Look through the records, and wherever the string "green" turns up, copy out that line.
○ ○ ○ ○ ○ ○ ○
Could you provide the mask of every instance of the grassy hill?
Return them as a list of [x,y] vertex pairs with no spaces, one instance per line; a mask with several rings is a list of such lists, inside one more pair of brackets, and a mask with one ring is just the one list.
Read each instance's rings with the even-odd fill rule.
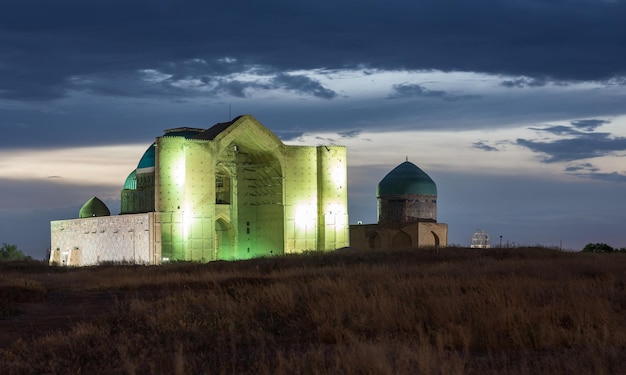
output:
[[2,374],[625,373],[626,254],[0,264]]

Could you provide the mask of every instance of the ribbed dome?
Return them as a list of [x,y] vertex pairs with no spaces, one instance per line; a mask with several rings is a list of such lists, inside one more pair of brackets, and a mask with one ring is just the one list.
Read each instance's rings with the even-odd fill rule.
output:
[[135,190],[137,189],[137,172],[132,171],[126,177],[126,181],[124,182],[124,190]]
[[78,217],[84,219],[96,216],[111,216],[111,211],[98,197],[93,197],[83,205],[78,213]]
[[405,194],[437,195],[437,185],[417,165],[405,161],[378,183],[376,194],[378,197]]

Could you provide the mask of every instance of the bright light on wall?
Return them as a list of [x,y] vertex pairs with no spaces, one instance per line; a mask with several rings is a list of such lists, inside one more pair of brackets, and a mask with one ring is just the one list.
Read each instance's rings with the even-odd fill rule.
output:
[[185,210],[183,211],[183,240],[189,239],[189,232],[193,225],[193,209],[190,204],[185,204]]
[[180,157],[173,165],[174,170],[172,176],[174,177],[174,183],[180,187],[185,184],[185,158]]
[[294,220],[296,228],[306,230],[315,225],[317,219],[317,209],[310,203],[301,203],[296,206]]
[[343,187],[346,183],[346,166],[343,163],[336,163],[330,173],[335,186]]
[[331,203],[326,209],[326,224],[346,225],[346,208],[341,203]]

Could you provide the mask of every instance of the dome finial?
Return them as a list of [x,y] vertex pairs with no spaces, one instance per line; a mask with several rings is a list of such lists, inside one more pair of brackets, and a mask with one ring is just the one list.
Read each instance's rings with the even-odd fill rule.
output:
[[408,155],[407,155],[407,157],[406,157],[406,161],[409,161],[409,156],[408,156]]

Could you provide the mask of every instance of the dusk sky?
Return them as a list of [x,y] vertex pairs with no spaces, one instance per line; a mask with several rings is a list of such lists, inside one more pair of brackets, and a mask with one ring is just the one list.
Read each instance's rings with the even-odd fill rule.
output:
[[42,259],[163,130],[229,113],[347,146],[351,223],[408,158],[451,244],[626,247],[621,0],[3,0],[0,243]]

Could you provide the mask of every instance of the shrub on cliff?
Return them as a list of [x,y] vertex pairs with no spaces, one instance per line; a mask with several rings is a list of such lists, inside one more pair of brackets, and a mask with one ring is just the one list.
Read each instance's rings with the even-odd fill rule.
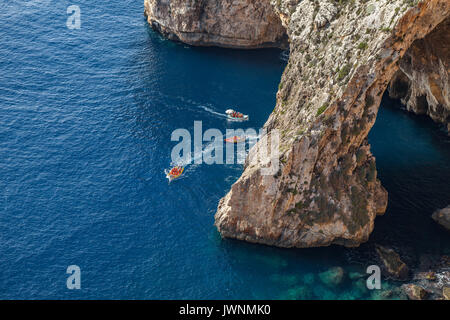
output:
[[350,70],[352,69],[351,64],[347,63],[345,66],[343,66],[338,73],[338,81],[343,80],[349,73]]

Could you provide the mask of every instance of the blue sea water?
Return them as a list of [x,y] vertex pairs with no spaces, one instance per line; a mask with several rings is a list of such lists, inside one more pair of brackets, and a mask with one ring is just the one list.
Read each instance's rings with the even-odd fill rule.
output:
[[[364,273],[375,243],[415,265],[450,252],[430,218],[450,203],[450,140],[385,99],[369,135],[389,191],[367,244],[287,250],[222,240],[219,199],[241,165],[190,165],[170,185],[173,130],[262,127],[285,66],[278,50],[193,48],[162,39],[142,1],[6,1],[0,10],[0,298],[370,299],[330,267]],[[66,288],[78,265],[81,290]],[[391,285],[387,280],[383,286]]]

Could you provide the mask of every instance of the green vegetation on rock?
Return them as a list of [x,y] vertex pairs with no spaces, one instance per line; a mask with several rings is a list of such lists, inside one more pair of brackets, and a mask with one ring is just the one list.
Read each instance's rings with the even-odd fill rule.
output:
[[367,49],[367,42],[363,41],[358,45],[359,50],[366,50]]
[[343,79],[350,73],[350,70],[351,70],[351,69],[352,69],[352,65],[349,64],[349,63],[347,63],[345,66],[343,66],[343,67],[339,70],[337,80],[338,80],[338,81],[343,80]]
[[328,103],[324,103],[320,108],[317,110],[317,116],[320,116],[326,109],[328,108]]

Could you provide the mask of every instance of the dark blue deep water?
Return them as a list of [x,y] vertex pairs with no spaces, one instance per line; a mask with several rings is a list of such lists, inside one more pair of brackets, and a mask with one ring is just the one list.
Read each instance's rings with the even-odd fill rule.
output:
[[[373,245],[412,265],[449,253],[430,218],[450,203],[450,141],[427,118],[385,100],[370,143],[390,194],[358,249],[284,250],[222,240],[218,200],[240,165],[191,165],[168,184],[177,128],[236,128],[239,106],[260,128],[285,62],[278,50],[192,48],[162,39],[143,1],[0,0],[0,298],[377,298],[339,287],[330,267],[364,272]],[[66,288],[78,265],[81,290]],[[385,281],[384,287],[392,283]]]

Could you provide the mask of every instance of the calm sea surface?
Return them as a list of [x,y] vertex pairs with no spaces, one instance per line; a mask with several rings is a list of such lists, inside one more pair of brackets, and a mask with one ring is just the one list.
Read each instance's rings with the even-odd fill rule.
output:
[[[241,165],[190,165],[167,183],[177,128],[259,129],[286,64],[278,50],[193,48],[162,39],[143,1],[0,0],[0,298],[377,298],[363,280],[373,246],[412,265],[449,253],[430,218],[450,204],[450,140],[383,102],[369,140],[389,191],[358,249],[285,250],[222,240],[214,213]],[[78,265],[81,290],[66,288]],[[393,285],[385,281],[383,286]]]

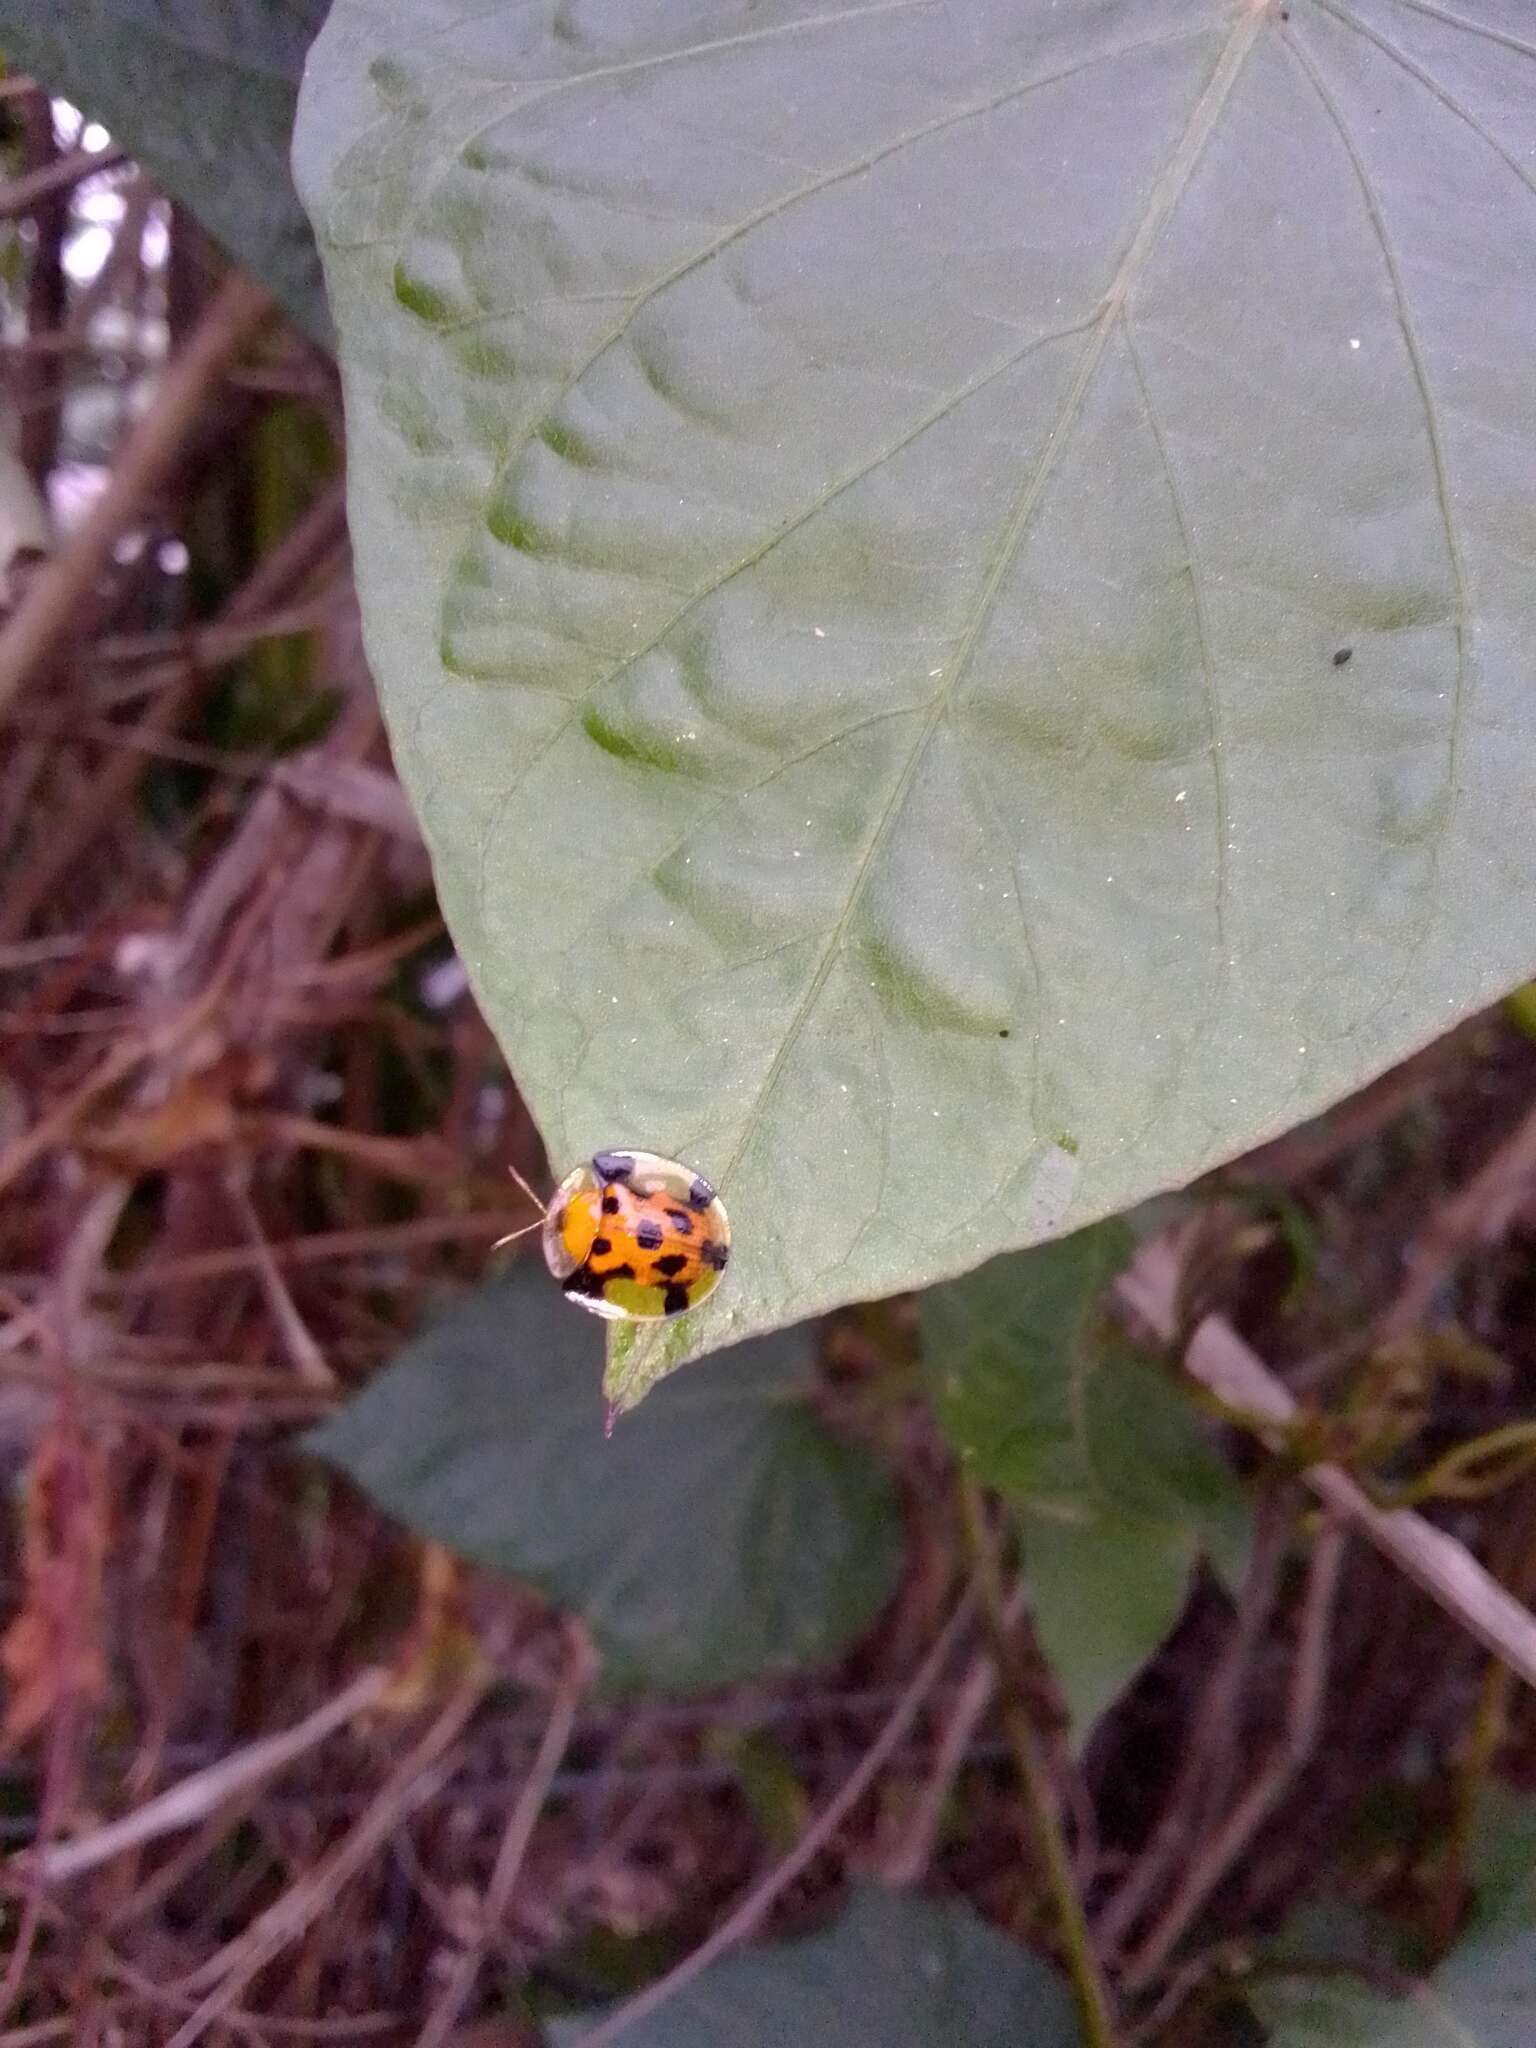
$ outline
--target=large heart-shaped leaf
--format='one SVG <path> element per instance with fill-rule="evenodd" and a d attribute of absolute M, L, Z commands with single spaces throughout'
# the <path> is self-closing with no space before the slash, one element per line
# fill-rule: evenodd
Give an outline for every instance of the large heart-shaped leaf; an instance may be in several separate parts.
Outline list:
<path fill-rule="evenodd" d="M 577 2048 L 598 2014 L 557 2020 Z M 726 1956 L 624 2030 L 630 2048 L 1077 2048 L 1072 2000 L 1039 1956 L 968 1906 L 861 1885 L 825 1932 Z"/>
<path fill-rule="evenodd" d="M 1248 1505 L 1188 1402 L 1106 1341 L 1123 1223 L 932 1288 L 923 1373 L 967 1472 L 1018 1517 L 1030 1611 L 1079 1741 L 1183 1610 L 1197 1558 L 1242 1572 Z"/>
<path fill-rule="evenodd" d="M 369 647 L 622 1361 L 963 1270 L 1536 966 L 1526 0 L 337 0 Z"/>
<path fill-rule="evenodd" d="M 607 1438 L 602 1339 L 531 1264 L 467 1295 L 308 1438 L 392 1514 L 581 1615 L 604 1682 L 690 1691 L 844 1649 L 895 1587 L 889 1476 L 812 1411 L 803 1331 Z"/>
<path fill-rule="evenodd" d="M 0 0 L 0 52 L 111 129 L 317 341 L 331 323 L 288 167 L 325 0 Z"/>

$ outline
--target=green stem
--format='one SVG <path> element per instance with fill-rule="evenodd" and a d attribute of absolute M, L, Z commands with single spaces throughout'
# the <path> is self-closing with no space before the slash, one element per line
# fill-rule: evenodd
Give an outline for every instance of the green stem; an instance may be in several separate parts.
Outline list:
<path fill-rule="evenodd" d="M 1003 1728 L 1018 1766 L 1030 1832 L 1056 1908 L 1057 1934 L 1077 1998 L 1084 2048 L 1116 2048 L 1119 2036 L 1115 2029 L 1109 1986 L 1104 1981 L 1093 1937 L 1088 1931 L 1088 1918 L 1078 1896 L 1066 1837 L 1056 1810 L 1056 1792 L 1051 1783 L 1044 1745 L 1031 1718 L 1028 1693 L 1020 1680 L 1008 1640 L 1008 1626 L 1003 1617 L 1003 1589 L 987 1529 L 986 1503 L 981 1488 L 964 1472 L 959 1474 L 959 1495 L 960 1523 L 981 1605 L 982 1626 L 992 1661 L 997 1667 L 997 1695 Z"/>
<path fill-rule="evenodd" d="M 1536 1422 L 1506 1422 L 1486 1436 L 1453 1444 L 1428 1471 L 1400 1488 L 1395 1499 L 1405 1507 L 1423 1500 L 1480 1500 L 1510 1485 L 1533 1461 Z"/>

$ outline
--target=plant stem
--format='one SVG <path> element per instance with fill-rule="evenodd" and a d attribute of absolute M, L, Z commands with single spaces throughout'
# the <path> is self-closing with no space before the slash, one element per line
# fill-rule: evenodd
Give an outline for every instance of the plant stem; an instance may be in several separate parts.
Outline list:
<path fill-rule="evenodd" d="M 1003 1727 L 1018 1766 L 1030 1831 L 1056 1908 L 1057 1932 L 1077 1999 L 1085 2048 L 1116 2048 L 1118 2035 L 1109 1986 L 1088 1931 L 1072 1862 L 1056 1809 L 1055 1789 L 1044 1746 L 1029 1710 L 1003 1616 L 1003 1589 L 987 1529 L 982 1491 L 964 1472 L 958 1481 L 960 1522 L 980 1603 L 982 1626 L 997 1666 L 997 1696 Z"/>

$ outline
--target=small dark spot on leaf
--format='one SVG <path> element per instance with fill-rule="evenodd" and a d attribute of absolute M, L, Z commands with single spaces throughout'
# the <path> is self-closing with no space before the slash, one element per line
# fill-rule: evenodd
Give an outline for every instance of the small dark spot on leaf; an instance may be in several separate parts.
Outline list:
<path fill-rule="evenodd" d="M 999 1038 L 1006 1038 L 1006 1037 L 1008 1036 L 1008 1033 L 1007 1033 L 1007 1031 L 1006 1031 L 1006 1030 L 1003 1030 L 1003 1031 L 999 1031 L 999 1033 L 998 1033 L 997 1035 L 998 1035 L 998 1037 L 999 1037 Z"/>
<path fill-rule="evenodd" d="M 1353 649 L 1353 647 L 1341 647 L 1338 653 L 1335 654 L 1335 656 L 1333 657 L 1334 667 L 1342 668 L 1345 662 L 1348 661 L 1349 657 L 1354 653 L 1354 651 L 1355 650 Z"/>

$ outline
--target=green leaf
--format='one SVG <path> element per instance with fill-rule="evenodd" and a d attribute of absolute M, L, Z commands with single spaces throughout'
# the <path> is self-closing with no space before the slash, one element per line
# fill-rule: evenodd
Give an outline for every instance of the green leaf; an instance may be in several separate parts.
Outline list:
<path fill-rule="evenodd" d="M 1500 1784 L 1483 1788 L 1472 1830 L 1473 1907 L 1479 1931 L 1529 1925 L 1536 1909 L 1536 1799 Z"/>
<path fill-rule="evenodd" d="M 1261 1980 L 1270 2048 L 1529 2048 L 1536 2040 L 1536 1803 L 1495 1789 L 1474 1843 L 1466 1933 L 1401 1998 L 1348 1977 Z M 1353 1932 L 1344 1924 L 1346 1943 Z M 1379 1945 L 1379 1944 L 1378 1944 Z M 1321 1944 L 1314 1939 L 1314 1954 Z"/>
<path fill-rule="evenodd" d="M 601 2018 L 551 2022 L 575 2048 Z M 1050 1966 L 953 1901 L 855 1889 L 824 1933 L 726 1956 L 624 2034 L 626 2048 L 1077 2048 Z"/>
<path fill-rule="evenodd" d="M 1020 1523 L 1035 1634 L 1080 1748 L 1184 1612 L 1197 1546 L 1128 1516 Z"/>
<path fill-rule="evenodd" d="M 1506 1927 L 1463 1942 L 1402 1998 L 1347 1980 L 1266 1984 L 1253 2004 L 1269 2048 L 1530 2048 L 1536 1932 Z"/>
<path fill-rule="evenodd" d="M 921 1303 L 923 1373 L 956 1455 L 1016 1511 L 1041 1646 L 1079 1738 L 1178 1620 L 1192 1565 L 1241 1577 L 1242 1489 L 1189 1403 L 1108 1341 L 1131 1233 L 994 1259 Z"/>
<path fill-rule="evenodd" d="M 893 1490 L 806 1395 L 805 1331 L 690 1372 L 603 1434 L 602 1336 L 524 1264 L 465 1297 L 310 1449 L 465 1557 L 586 1621 L 616 1689 L 836 1655 L 894 1590 Z"/>
<path fill-rule="evenodd" d="M 782 1743 L 762 1728 L 711 1728 L 705 1754 L 729 1764 L 763 1841 L 786 1855 L 805 1833 L 811 1801 Z"/>
<path fill-rule="evenodd" d="M 556 1164 L 735 1228 L 625 1399 L 1536 970 L 1533 152 L 1525 0 L 337 0 L 396 758 Z"/>
<path fill-rule="evenodd" d="M 919 1304 L 944 1433 L 975 1479 L 1019 1505 L 1082 1510 L 1096 1441 L 1084 1396 L 1102 1362 L 1094 1321 L 1130 1252 L 1125 1225 L 1104 1223 L 994 1259 Z"/>
<path fill-rule="evenodd" d="M 326 0 L 0 0 L 0 50 L 100 121 L 316 341 L 331 343 L 288 152 Z"/>

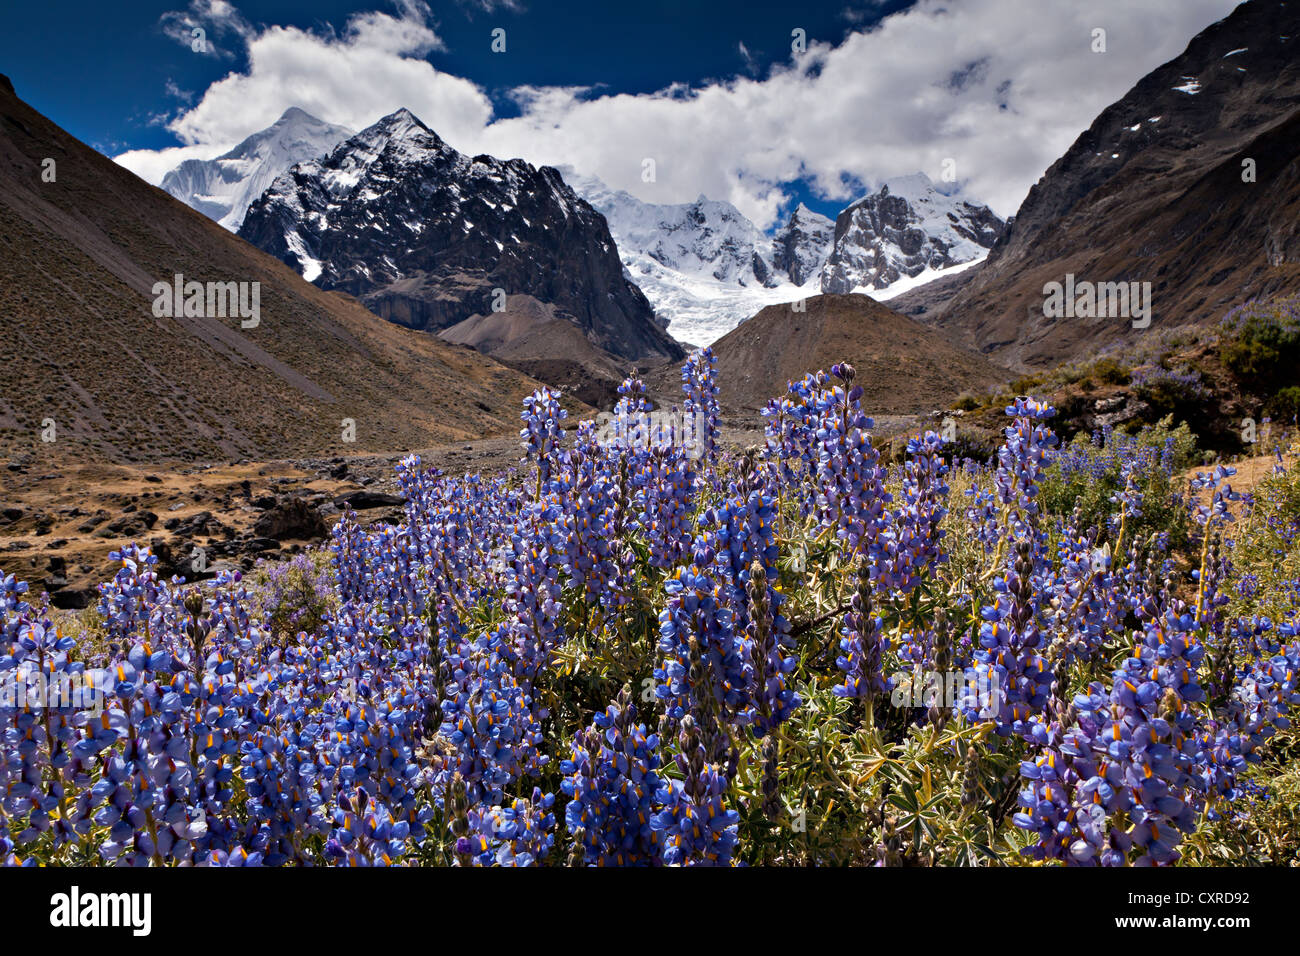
○ ○ ○ ○ ○ ○ ○
▸ Your response
Could you provide the mask of every instance of the green vegetation on rock?
--target=green stem
Give an outline for every instance of the green stem; an instance may be in several separate parts.
--target=green leaf
Give an outline for every instance of the green leaf; an instance may be in several separate parts.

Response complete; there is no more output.